** Work instructions **
Once you have read the records below, restate them word for word.

** Source information **
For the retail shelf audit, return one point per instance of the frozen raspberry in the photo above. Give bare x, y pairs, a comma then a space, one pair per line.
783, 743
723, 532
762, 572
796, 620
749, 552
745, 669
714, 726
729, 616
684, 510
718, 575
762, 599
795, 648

** Output for this task **
For the retail shelf audit, return one point per instance of the frozen raspberry in the photo above. Give bare x, y pairs, a comma then a space, one pair per line.
783, 743
723, 532
762, 572
796, 620
749, 552
745, 669
714, 726
729, 616
684, 510
718, 575
762, 599
795, 648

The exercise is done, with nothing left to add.